[Begin]

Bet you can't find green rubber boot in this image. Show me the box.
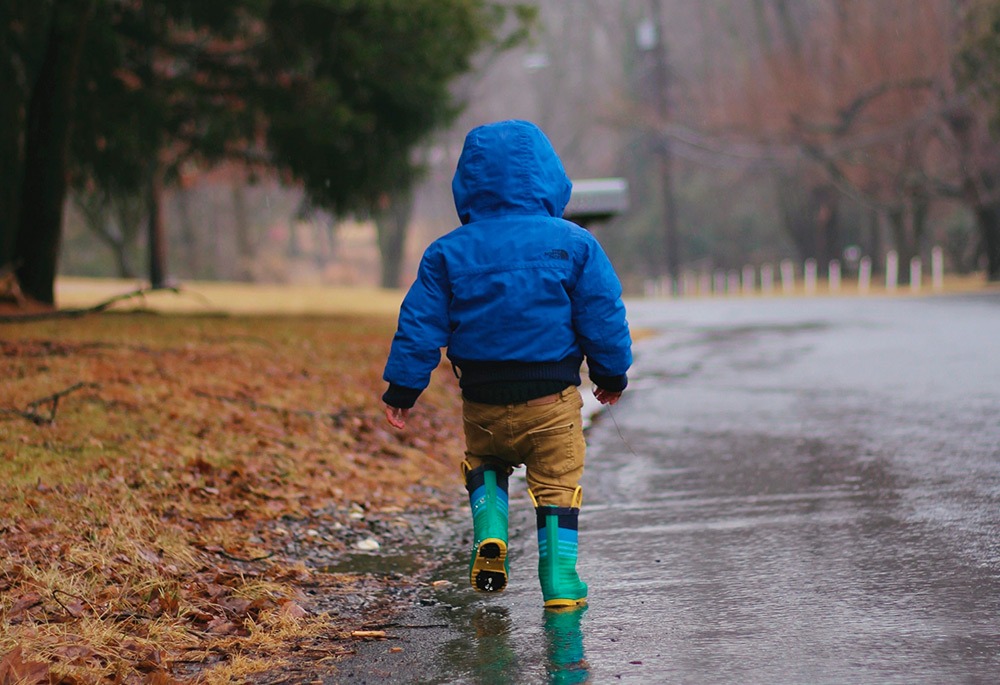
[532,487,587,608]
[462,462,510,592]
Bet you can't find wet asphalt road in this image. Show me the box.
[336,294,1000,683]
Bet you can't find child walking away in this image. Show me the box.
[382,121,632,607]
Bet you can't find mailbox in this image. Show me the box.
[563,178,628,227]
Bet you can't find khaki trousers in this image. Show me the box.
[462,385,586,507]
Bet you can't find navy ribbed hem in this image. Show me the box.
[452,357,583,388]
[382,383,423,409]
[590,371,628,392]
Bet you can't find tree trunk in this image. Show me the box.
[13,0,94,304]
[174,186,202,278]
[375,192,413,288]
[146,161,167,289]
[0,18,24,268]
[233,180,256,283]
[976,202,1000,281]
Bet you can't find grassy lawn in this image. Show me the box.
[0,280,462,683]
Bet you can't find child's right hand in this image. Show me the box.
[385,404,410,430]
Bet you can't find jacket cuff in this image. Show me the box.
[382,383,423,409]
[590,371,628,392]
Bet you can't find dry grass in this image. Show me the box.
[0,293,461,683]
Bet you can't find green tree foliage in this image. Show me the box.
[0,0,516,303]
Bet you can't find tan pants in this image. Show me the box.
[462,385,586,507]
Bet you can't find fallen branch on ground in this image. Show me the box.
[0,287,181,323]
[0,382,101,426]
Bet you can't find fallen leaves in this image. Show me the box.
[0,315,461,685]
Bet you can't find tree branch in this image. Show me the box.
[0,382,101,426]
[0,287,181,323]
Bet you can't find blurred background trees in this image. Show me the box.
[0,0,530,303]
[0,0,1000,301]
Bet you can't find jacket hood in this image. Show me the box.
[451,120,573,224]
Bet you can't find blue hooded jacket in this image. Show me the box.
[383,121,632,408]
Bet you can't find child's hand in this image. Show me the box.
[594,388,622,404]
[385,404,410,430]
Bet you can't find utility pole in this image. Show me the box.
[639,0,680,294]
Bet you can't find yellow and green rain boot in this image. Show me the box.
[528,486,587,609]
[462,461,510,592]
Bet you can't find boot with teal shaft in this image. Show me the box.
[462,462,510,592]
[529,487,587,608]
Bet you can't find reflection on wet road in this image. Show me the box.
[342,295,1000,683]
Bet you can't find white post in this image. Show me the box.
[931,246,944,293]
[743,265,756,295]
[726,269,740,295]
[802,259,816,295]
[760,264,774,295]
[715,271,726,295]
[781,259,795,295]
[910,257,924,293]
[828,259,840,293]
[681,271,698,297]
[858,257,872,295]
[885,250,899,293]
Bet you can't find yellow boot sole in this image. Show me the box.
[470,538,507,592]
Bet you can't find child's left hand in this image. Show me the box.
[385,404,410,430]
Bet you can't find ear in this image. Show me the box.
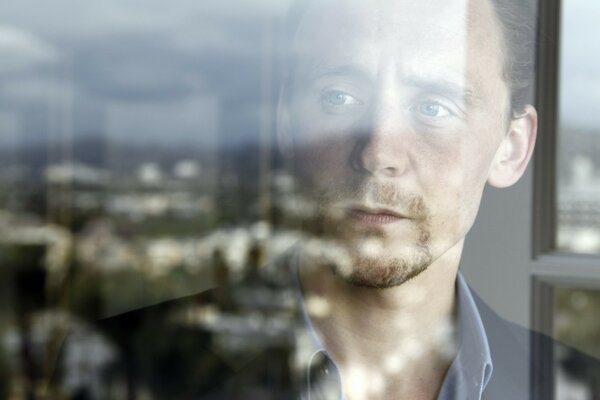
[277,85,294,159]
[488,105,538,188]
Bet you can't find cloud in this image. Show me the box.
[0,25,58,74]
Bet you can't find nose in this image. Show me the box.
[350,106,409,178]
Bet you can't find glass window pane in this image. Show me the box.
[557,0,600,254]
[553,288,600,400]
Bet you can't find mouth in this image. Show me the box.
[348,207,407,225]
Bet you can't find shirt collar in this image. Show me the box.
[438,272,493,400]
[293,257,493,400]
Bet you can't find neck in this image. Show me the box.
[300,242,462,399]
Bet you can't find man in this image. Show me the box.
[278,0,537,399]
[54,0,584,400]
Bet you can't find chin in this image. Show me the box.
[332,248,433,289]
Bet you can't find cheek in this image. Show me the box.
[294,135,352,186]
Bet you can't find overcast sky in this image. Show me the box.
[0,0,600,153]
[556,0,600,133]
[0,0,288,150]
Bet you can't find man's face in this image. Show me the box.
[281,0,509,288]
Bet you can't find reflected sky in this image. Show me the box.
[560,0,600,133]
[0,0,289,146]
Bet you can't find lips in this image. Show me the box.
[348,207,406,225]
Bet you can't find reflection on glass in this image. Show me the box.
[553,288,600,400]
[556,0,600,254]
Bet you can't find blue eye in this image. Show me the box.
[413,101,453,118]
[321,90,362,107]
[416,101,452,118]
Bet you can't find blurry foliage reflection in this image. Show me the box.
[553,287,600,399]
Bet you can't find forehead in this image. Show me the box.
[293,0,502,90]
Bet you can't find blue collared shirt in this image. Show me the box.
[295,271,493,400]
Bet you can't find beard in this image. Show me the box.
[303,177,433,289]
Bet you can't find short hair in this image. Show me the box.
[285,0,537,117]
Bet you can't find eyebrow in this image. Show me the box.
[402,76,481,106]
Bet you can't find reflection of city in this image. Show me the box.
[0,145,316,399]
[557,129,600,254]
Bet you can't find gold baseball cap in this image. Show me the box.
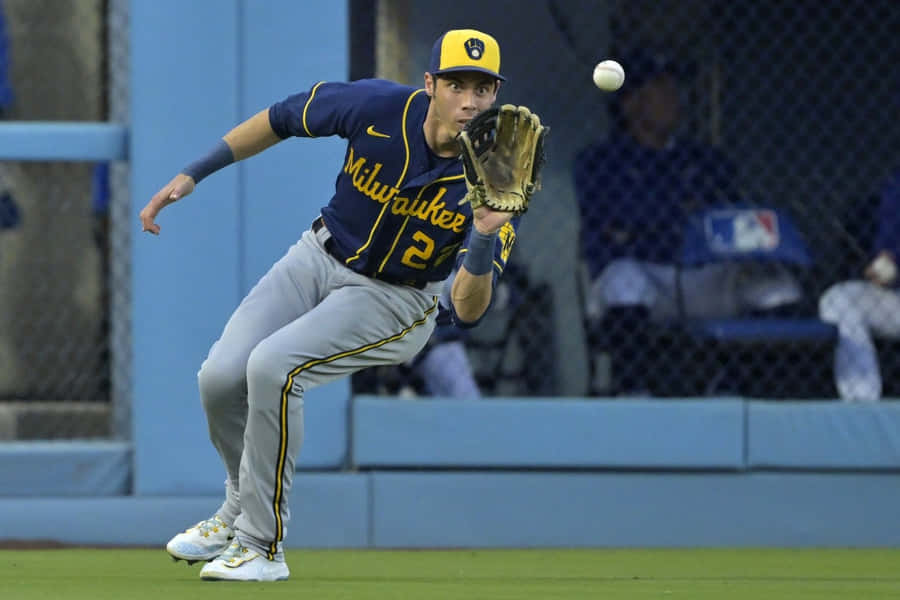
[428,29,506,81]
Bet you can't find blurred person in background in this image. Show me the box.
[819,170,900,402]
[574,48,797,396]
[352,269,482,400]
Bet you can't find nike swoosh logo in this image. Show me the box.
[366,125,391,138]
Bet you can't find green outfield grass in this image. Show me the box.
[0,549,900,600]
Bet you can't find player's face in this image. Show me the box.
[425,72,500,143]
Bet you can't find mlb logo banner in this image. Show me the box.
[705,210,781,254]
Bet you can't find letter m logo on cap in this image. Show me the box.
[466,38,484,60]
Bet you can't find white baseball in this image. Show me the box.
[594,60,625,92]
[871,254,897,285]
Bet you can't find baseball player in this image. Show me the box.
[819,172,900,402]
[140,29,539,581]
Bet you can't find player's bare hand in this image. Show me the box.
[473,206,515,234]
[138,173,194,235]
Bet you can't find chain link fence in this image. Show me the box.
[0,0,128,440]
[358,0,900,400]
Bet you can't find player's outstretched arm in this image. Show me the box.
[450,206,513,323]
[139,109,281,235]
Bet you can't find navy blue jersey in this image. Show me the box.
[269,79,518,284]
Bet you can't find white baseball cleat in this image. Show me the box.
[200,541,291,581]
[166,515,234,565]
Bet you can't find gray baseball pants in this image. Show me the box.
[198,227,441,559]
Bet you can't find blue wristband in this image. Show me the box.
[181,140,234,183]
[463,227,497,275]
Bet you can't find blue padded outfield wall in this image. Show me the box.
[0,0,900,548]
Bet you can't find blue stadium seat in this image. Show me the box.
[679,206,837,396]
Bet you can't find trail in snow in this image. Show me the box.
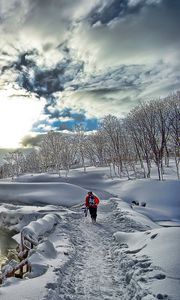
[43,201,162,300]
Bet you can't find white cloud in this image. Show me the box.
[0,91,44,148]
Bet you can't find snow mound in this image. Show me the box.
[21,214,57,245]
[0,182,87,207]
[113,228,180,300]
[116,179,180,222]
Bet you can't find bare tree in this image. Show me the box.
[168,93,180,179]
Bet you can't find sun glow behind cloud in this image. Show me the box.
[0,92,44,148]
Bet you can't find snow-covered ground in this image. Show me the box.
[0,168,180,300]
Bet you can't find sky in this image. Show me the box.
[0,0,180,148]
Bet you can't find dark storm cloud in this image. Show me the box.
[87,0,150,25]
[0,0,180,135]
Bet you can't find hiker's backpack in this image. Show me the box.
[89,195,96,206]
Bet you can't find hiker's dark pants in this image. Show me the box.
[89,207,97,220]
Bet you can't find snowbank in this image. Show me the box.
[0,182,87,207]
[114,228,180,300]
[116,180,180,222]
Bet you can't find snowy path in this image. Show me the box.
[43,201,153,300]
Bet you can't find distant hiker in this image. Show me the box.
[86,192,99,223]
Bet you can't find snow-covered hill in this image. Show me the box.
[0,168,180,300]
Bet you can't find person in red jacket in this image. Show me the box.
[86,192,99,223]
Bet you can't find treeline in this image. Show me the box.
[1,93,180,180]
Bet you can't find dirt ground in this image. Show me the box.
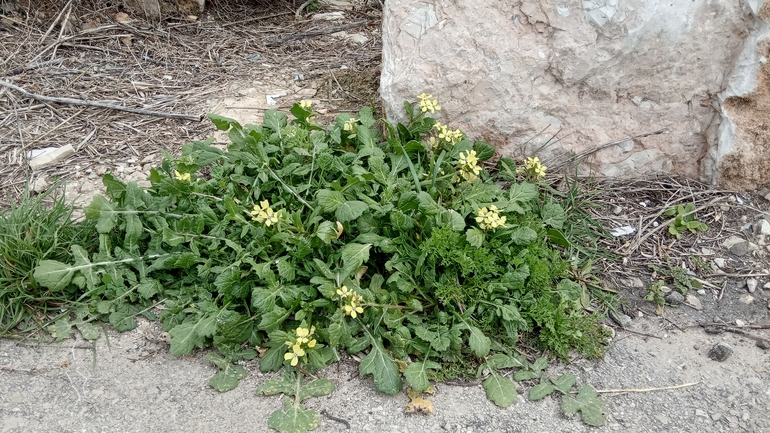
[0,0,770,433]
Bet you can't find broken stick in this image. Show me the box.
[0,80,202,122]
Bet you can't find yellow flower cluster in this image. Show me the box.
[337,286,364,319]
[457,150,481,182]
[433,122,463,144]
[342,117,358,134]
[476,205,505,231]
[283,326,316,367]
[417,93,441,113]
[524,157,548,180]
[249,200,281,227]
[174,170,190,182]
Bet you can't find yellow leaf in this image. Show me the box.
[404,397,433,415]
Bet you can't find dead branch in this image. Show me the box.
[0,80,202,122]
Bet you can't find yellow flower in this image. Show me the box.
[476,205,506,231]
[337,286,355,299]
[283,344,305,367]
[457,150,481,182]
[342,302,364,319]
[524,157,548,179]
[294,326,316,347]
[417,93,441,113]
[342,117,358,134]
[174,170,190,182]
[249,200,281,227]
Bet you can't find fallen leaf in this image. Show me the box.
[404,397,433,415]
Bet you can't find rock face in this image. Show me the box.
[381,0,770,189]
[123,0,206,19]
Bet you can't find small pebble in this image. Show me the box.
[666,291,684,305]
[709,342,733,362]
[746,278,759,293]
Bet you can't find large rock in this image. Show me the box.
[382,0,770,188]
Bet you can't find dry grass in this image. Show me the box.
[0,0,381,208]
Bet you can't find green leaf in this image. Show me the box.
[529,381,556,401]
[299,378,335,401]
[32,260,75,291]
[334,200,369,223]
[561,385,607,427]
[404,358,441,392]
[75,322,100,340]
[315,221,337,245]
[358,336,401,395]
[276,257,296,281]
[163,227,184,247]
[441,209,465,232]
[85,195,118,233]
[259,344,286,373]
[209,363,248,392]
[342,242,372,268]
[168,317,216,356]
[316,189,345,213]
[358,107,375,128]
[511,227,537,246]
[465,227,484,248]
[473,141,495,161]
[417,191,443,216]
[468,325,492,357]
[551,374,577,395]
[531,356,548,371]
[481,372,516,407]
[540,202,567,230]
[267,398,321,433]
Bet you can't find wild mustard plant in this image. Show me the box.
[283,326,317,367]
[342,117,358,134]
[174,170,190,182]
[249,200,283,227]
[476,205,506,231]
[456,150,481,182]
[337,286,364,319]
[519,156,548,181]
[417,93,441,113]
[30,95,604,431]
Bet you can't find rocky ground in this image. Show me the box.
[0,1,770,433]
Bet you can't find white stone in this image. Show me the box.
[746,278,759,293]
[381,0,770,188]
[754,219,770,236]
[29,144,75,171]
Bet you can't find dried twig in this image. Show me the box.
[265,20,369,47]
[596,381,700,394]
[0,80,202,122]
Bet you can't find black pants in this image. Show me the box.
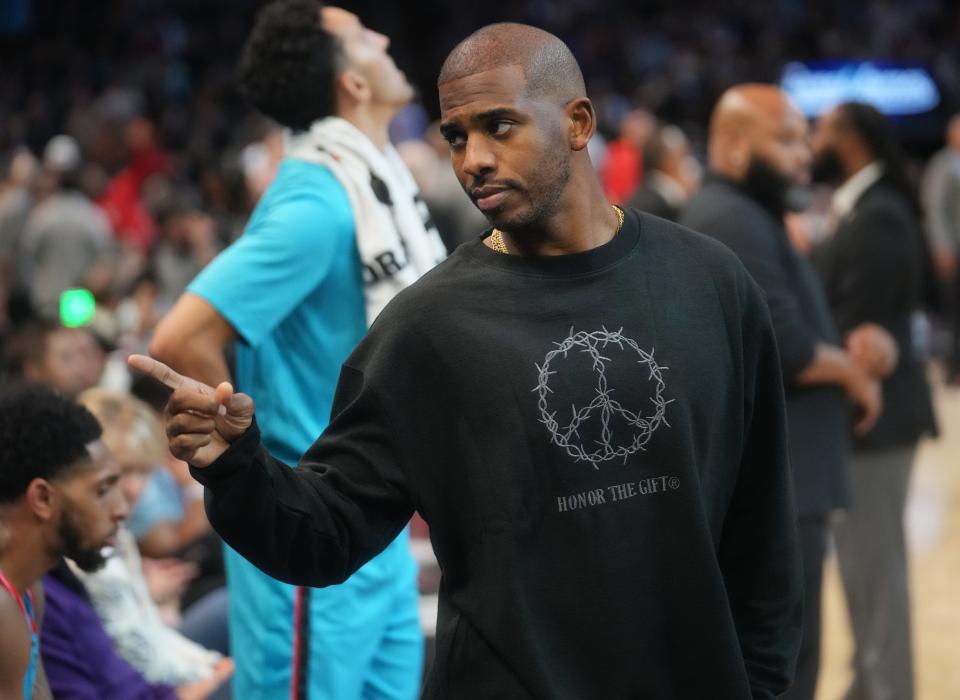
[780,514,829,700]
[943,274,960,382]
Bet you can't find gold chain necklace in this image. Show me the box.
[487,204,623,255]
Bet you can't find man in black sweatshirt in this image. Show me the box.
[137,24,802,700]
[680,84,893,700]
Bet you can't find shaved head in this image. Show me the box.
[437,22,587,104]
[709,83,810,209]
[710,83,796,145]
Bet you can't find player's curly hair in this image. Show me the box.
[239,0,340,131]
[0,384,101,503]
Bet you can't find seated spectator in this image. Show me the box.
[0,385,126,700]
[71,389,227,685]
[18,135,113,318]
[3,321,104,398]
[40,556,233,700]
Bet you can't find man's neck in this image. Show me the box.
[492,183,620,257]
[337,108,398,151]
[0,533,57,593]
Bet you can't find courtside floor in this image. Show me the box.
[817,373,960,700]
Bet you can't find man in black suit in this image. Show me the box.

[End]

• _TO BE DONE_
Could you give back only the lines from the one holding "Bet you can't find blue collared" through the one holding "[43,201,162,300]", inclusive, with "baseball" changed to "softball" and nothing else altered? Leave the pictures out.

• _EXERCISE RESULT_
Bet you can't find blue collared shirt in this image. Show me the box.
[295,271,493,400]
Bet you can't find beard in this image. Show me the box.
[303,177,433,289]
Bet you can't find short hair in this image. Show me the box.
[285,0,537,117]
Bet you can't find eyebrow in this image. Show me the box.
[402,76,481,106]
Bet you can't find reflection of city in this image. Show me the box.
[0,145,316,399]
[557,129,600,254]
Bet you can't find gold softball cap in this image. Show me the box.
[428,29,506,81]
Bet you can't find blurred person in background in this image. Show me the box.
[819,170,900,402]
[574,48,797,396]
[352,269,482,400]
Bet you can't find nike swoosh logo in this image. Show me the box.
[366,125,391,138]
Bet you can't find green outfield grass in this image. Show me the box.
[0,549,900,600]
Bet you can't find player's face in this image. Show me the box.
[425,72,500,143]
Bet you can't find mlb logo banner in this image. Show me the box.
[705,210,781,254]
Bet you can't find letter m logo on cap in this image. Show me the box.
[466,38,484,60]
Bet you can't find white softball in this image. Show me the box.
[594,60,625,92]
[871,254,897,285]
Bet you can't find softball player in this image. Show me the box.
[819,172,900,402]
[140,29,539,581]
Bet you can't find player's bare hand in this image. Show me the box.
[473,206,515,234]
[138,173,194,235]
Bet you can't find chain link fence in this image. Show me the box.
[0,0,128,440]
[358,0,900,400]
Bet you can't find player's outstretched arm in this image. Show me the box.
[450,206,513,323]
[139,109,281,235]
Bet you can't find navy blue jersey in this image. Show me the box.
[269,79,518,284]
Bet you can't find white softball cleat in this image. Show me the box.
[200,541,291,581]
[166,515,234,565]
Bet you can't find gray softball pants in this image. Show me the box.
[198,227,441,559]
Bet you can't find blue wristband in this image. Show me the box.
[181,140,234,183]
[463,227,497,275]
Bet you can't find blue padded outfield wall in this image. Show me the box.
[0,0,900,548]
Bet you can't find blue stadium seat in this image. Show me the box.
[679,206,837,396]
Bet you can't find trail in snow in this image. Show me the box.
[43,201,162,300]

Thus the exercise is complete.